#### SUPPLIED INFORMATION
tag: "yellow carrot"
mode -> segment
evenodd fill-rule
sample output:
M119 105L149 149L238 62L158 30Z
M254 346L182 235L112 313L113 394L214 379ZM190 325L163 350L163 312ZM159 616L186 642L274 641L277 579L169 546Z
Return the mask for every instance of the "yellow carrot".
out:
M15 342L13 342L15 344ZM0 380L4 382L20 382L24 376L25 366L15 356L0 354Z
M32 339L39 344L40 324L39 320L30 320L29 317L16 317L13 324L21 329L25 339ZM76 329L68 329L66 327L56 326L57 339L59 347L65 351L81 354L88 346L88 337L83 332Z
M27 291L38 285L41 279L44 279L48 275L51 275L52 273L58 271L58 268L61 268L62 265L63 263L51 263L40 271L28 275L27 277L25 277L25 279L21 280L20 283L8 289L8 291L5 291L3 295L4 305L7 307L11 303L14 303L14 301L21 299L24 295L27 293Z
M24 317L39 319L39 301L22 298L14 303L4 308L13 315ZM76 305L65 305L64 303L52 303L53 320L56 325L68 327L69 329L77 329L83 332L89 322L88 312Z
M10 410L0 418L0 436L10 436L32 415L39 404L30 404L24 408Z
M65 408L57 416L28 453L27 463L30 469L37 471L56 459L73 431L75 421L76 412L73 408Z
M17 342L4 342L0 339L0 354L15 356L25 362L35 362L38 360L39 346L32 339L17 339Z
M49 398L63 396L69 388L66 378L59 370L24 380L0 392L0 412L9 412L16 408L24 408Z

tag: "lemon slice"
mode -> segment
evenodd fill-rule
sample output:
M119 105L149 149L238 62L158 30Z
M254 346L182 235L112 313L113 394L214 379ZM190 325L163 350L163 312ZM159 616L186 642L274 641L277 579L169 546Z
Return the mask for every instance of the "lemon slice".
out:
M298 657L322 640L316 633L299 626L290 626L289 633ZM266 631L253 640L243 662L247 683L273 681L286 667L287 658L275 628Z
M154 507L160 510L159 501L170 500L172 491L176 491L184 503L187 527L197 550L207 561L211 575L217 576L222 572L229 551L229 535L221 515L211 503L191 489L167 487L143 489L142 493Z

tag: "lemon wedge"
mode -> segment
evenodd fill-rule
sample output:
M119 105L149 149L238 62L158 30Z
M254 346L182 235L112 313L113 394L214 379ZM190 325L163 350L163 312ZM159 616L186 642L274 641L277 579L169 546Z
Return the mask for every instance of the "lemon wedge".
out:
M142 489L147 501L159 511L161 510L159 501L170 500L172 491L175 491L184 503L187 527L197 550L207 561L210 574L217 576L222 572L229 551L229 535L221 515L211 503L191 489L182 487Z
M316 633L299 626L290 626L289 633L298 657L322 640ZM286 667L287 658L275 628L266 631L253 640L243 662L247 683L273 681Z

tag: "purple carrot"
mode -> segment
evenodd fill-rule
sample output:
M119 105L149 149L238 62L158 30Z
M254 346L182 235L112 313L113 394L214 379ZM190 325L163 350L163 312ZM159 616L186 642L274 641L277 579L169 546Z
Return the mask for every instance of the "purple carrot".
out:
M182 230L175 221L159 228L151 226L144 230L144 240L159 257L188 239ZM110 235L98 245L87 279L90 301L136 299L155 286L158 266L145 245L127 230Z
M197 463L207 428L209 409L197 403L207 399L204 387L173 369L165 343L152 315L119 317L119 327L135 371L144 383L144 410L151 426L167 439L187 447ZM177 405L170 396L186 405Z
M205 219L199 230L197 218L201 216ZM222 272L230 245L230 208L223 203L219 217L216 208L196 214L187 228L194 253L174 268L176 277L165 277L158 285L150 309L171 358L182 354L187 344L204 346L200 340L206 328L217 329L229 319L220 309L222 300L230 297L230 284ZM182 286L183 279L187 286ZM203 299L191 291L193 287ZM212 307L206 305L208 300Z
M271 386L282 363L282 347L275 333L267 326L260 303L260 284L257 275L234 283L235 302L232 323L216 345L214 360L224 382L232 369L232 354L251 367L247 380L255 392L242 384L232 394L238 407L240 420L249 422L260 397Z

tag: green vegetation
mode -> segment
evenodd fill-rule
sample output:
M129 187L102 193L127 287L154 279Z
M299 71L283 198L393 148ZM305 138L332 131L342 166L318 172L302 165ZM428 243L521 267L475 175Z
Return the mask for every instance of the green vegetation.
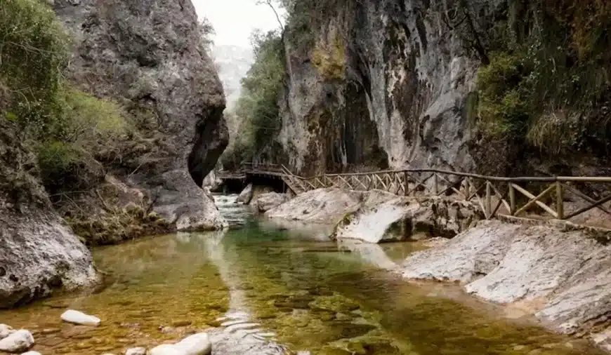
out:
M532 25L495 29L478 79L481 127L552 156L607 154L611 4L539 0L517 11L515 21Z
M280 129L278 98L284 85L284 49L280 34L255 32L255 62L242 80L242 91L235 114L239 123L234 140L223 154L226 167L249 159L270 144ZM231 125L230 125L231 126Z

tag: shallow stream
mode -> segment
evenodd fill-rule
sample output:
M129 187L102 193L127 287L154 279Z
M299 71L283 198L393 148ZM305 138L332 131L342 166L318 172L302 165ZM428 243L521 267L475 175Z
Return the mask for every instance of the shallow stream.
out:
M316 241L262 227L234 199L217 197L242 228L97 248L105 288L0 312L0 323L32 330L44 355L123 354L218 326L218 318L237 312L269 339L313 354L600 354L510 321L454 286L398 279L388 269L418 244ZM61 323L68 307L98 316L102 326Z

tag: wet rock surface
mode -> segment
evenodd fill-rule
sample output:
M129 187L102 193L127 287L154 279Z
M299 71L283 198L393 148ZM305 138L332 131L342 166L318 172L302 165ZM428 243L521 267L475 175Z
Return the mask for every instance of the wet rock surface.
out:
M485 221L414 253L402 267L404 277L459 281L470 293L519 304L556 330L587 332L603 343L611 312L610 248L586 232Z
M289 201L289 195L287 194L268 192L259 196L255 204L258 211L265 213L282 205Z
M395 197L377 203L367 198L346 215L331 238L369 243L400 241L431 236L453 236L481 217L469 203L443 199Z

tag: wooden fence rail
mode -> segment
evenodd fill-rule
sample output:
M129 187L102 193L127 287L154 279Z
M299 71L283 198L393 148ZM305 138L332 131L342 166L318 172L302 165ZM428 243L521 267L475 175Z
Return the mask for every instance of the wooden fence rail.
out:
M506 178L440 169L388 170L302 177L293 174L282 165L249 163L243 163L240 171L275 175L282 178L296 194L337 187L355 191L380 189L401 196L447 196L473 203L487 219L502 215L568 220L596 208L610 217L611 223L611 210L603 206L611 201L609 188L611 177ZM597 190L603 193L589 194L577 186L584 184L596 185L600 187ZM577 200L579 203L574 203ZM569 210L569 207L572 210Z

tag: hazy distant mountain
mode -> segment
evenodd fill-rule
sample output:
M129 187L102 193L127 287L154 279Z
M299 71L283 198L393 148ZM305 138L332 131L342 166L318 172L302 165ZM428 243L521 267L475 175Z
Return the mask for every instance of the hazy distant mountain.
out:
M225 88L227 107L230 109L239 98L240 79L254 60L252 48L232 45L215 45L212 56L218 67L218 76Z

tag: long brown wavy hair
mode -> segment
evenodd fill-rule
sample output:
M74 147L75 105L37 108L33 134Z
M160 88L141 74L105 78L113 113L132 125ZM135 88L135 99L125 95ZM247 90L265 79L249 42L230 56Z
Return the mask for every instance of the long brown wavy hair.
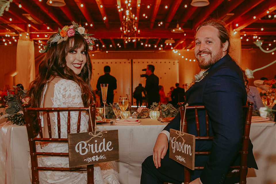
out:
M54 34L50 38L55 36ZM77 75L67 66L65 57L72 51L84 46L86 62L80 73ZM43 89L48 81L60 77L74 81L81 90L81 98L85 107L94 102L95 94L90 84L92 65L88 53L88 45L83 36L76 34L65 41L52 43L39 67L38 74L30 85L28 104L30 107L40 107Z

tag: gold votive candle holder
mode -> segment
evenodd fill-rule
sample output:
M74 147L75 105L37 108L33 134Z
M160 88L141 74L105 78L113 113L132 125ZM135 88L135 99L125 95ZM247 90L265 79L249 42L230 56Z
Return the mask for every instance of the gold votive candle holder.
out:
M158 110L152 110L150 112L150 117L152 119L157 119L160 113Z

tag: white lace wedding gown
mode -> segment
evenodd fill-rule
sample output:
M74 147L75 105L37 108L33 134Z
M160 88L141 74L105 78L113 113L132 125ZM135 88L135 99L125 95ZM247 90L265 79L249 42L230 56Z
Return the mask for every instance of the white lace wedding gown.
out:
M53 80L57 81L56 80ZM83 107L81 97L81 91L79 86L76 83L64 79L60 80L56 83L48 82L44 89L42 104L44 102L45 95L46 93L49 83L55 83L53 97L51 98L53 107ZM47 91L48 92L48 91ZM60 113L61 137L67 137L67 113ZM53 119L55 123L54 138L57 138L57 114ZM76 133L78 113L71 112L71 132ZM80 132L87 131L89 116L84 112L82 114ZM42 121L43 122L43 121ZM67 152L68 146L67 143L50 143L41 148L40 145L37 145L38 152ZM40 166L69 167L68 157L41 156L38 158L38 166ZM30 165L29 163L30 172ZM85 172L68 172L51 171L41 171L39 172L40 183L41 184L60 183L62 184L85 184L87 183L87 174ZM30 176L31 178L31 174ZM94 165L94 181L95 184L120 184L118 173L115 161L107 162Z

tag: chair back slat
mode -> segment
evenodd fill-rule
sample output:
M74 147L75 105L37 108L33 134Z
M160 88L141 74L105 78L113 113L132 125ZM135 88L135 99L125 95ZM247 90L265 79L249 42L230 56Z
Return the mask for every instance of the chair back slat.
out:
M37 124L38 125L38 128L39 129L39 133L40 137L43 138L43 134L42 133L42 127L41 126L41 119L40 118L40 116L39 115L39 112L37 112Z
M198 136L200 136L200 128L199 127L199 120L198 119L198 113L197 109L195 109L195 126L196 126L196 133Z
M78 112L78 123L77 124L77 133L80 133L80 111Z
M50 114L49 113L49 111L47 111L46 112L46 114L47 115L47 125L48 127L48 133L49 134L49 137L51 138L52 130L51 129L51 119L50 118Z
M244 134L243 136L242 147L241 150L239 151L239 153L240 154L241 160L240 165L238 166L232 166L230 167L229 168L232 169L237 169L239 170L240 174L240 184L246 184L246 176L247 174L247 155L248 153L248 145L249 140L249 134L250 133L250 127L251 125L251 118L252 115L252 112L253 109L253 103L252 102L248 102L247 106L244 106L243 108L245 111L245 115L246 115L245 118L245 125ZM183 122L184 125L186 127L187 124L186 120L186 117L183 117L184 114L184 111L185 110L185 107L184 106L184 103L180 103L181 105L180 115L181 116L181 123ZM205 108L204 106L188 106L186 107L186 110L194 109L195 110L195 124L196 127L196 131L198 136L195 137L195 140L197 141L212 141L213 137L210 136L209 121L208 118L207 111L205 110L205 124L206 127L206 136L200 137L199 133L200 131L199 129L199 122L198 120L198 110L199 109L205 109ZM183 120L184 120L184 121ZM184 128L183 131L186 133L189 133L187 129ZM208 155L210 154L210 151L196 151L195 154L197 155ZM204 167L203 166L197 166L195 167L195 170L202 170L203 169ZM190 171L191 170L186 167L184 167L184 183L185 184L188 184L190 182ZM228 177L227 176L227 177Z
M70 108L68 108L68 110L70 109ZM70 116L70 111L68 111L68 114L67 116L67 133L70 133L70 121L71 119L71 116Z
M87 174L87 183L89 184L94 183L94 166L93 164L87 166L86 167L80 167L78 168L66 168L63 167L39 167L38 166L37 156L68 156L69 153L64 152L37 152L36 146L36 141L46 141L53 142L68 143L67 138L61 138L61 124L60 123L60 112L68 112L67 116L67 132L68 133L70 132L71 117L70 112L71 111L77 111L78 116L77 122L77 133L79 133L80 126L80 120L82 112L83 112L87 114L91 114L92 122L89 122L89 130L91 131L92 129L95 129L94 127L96 124L95 122L95 113L96 108L95 104L91 105L90 108L28 108L27 105L23 104L23 112L26 122L27 132L28 134L29 144L30 148L30 154L31 157L31 164L32 170L32 183L39 183L39 171L41 170L50 170L57 171L86 171ZM52 131L51 124L51 118L50 114L50 113L56 112L57 113L57 119L58 129L58 138L52 138ZM43 135L44 133L42 131L41 127L41 122L40 114L43 114L46 112L47 116L47 122L48 128L48 133L49 138L45 137L45 135ZM34 117L34 116L36 116ZM89 121L90 121L89 120ZM35 124L37 123L37 125ZM91 124L92 126L91 126ZM34 125L38 125L39 126L38 133L39 137L37 136L34 131ZM46 128L46 127L45 128ZM47 137L47 136L46 136Z
M60 138L60 111L57 111L57 136L58 138Z
M205 124L206 125L206 135L207 137L209 136L209 132L210 131L210 129L209 128L209 119L208 117L208 114L207 114L207 111L205 111Z

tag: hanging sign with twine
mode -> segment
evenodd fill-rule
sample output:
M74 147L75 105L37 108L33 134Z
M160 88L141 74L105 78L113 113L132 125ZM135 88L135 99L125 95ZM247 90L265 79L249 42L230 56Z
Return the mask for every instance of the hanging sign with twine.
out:
M184 117L186 113L185 105ZM180 131L170 129L170 155L172 160L191 169L195 169L195 136L183 132L184 125L180 123Z
M96 132L94 128L92 132L68 134L70 167L119 160L118 130Z

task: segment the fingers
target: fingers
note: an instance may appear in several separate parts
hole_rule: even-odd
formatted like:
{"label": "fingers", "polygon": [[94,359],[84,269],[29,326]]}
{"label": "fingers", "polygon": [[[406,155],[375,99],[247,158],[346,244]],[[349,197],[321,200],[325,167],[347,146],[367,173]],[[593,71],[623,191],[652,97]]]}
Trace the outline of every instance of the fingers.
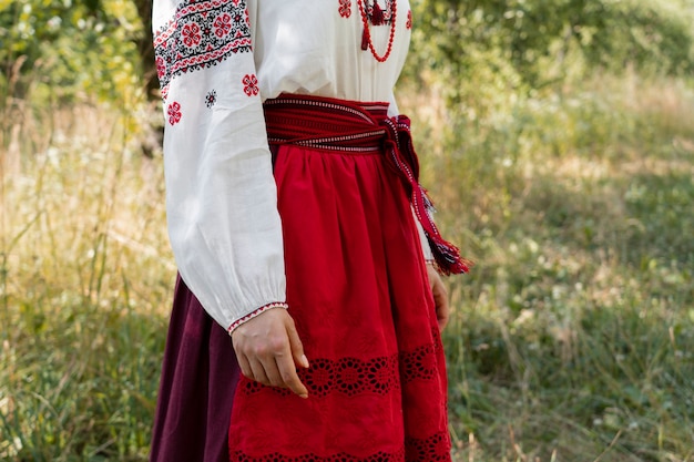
########
▶ SET EXERCISE:
Copy the listing verbatim, from its first line through the line containing "M17 342L4 342L0", inclusive.

▶ EXERCISE OUTPUT:
tag: "yellow carrot"
mode -> segment
evenodd fill-rule
sample output:
M119 105L149 149L238 62L158 30Z
M254 346L182 235L112 313L113 394L214 379ZM190 325L163 350L163 312ZM159 616L186 642L274 641L277 579L169 546Z
Return the mask for every instance of the "yellow carrot".
out:
M15 342L13 342L15 344ZM0 380L4 382L20 382L24 376L25 366L15 356L0 354Z
M32 339L39 344L40 324L39 320L30 320L29 317L16 317L13 324L21 329L25 339ZM76 329L68 329L66 327L56 326L57 339L59 347L65 351L81 354L88 346L88 337L83 332Z
M27 291L38 285L41 279L44 279L48 275L51 275L52 273L58 271L58 268L61 268L62 265L63 263L51 263L40 271L28 275L27 277L25 277L25 279L21 280L20 283L8 289L8 291L5 291L3 295L4 305L7 307L11 303L14 303L14 301L21 299L24 295L27 293Z
M24 317L39 319L39 301L22 298L14 303L4 308L13 315ZM76 305L65 305L64 303L52 303L53 320L56 325L68 327L69 329L77 329L83 332L89 322L88 312Z
M10 410L0 418L0 436L10 436L32 415L39 404L30 404L24 408Z
M65 408L57 416L28 453L27 463L30 469L37 471L56 459L73 431L75 421L76 412L73 408Z
M17 342L4 342L0 339L0 354L15 356L25 362L35 362L38 360L39 346L32 339L17 339Z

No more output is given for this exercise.